> _YOUR TASK_: Ignoring the pictures, copy the data exactly.
BEGIN SUPPLIED MATERIAL
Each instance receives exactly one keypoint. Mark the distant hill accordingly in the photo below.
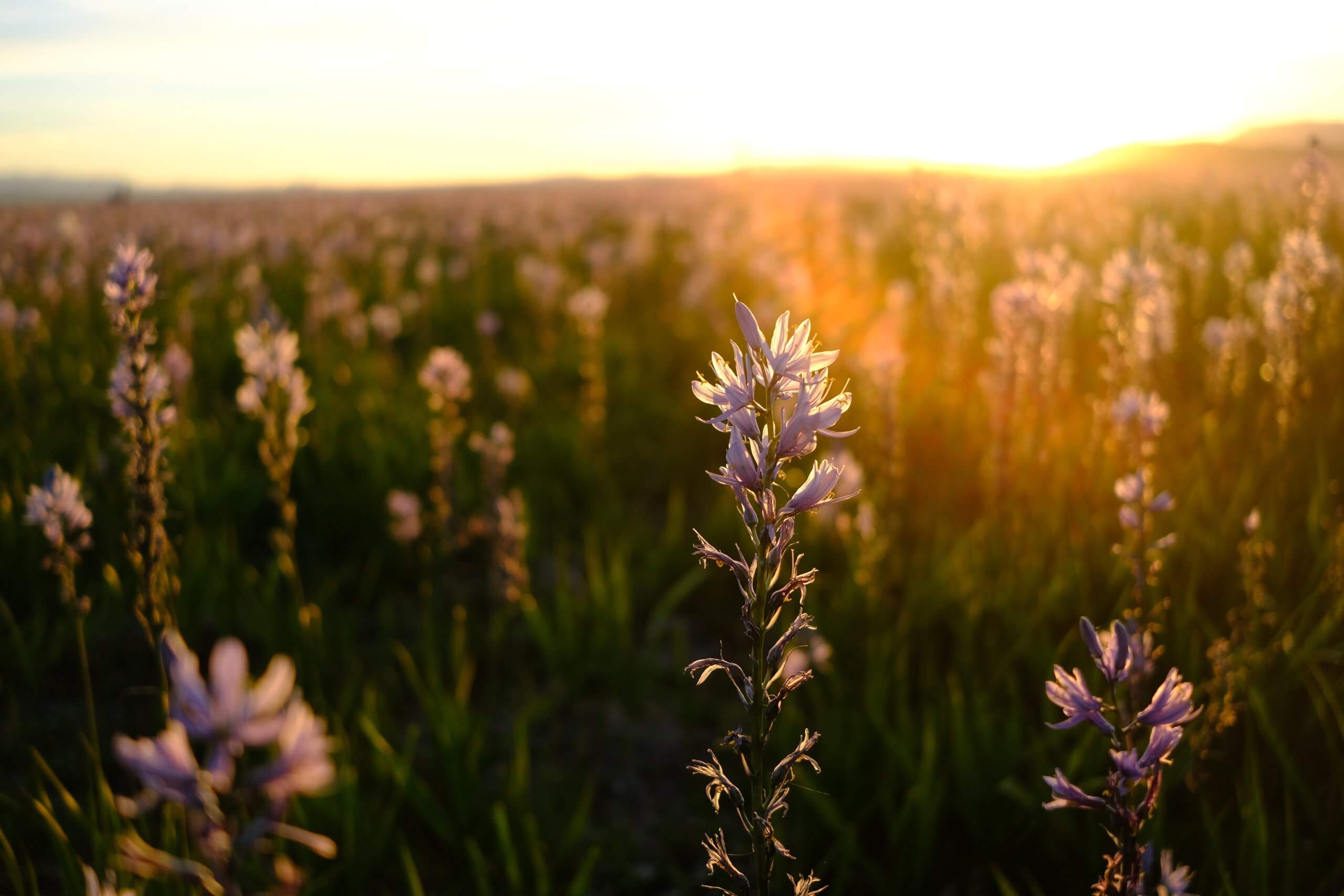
(20, 188)
(1270, 150)
(1296, 136)
(1275, 148)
END SUPPLIED MATERIAL
> _SOLUTION_:
Each instance receives exactly one keypoint. Mark the distant hill accordingly in the photo below.
(20, 188)
(1270, 150)
(1296, 136)
(1275, 148)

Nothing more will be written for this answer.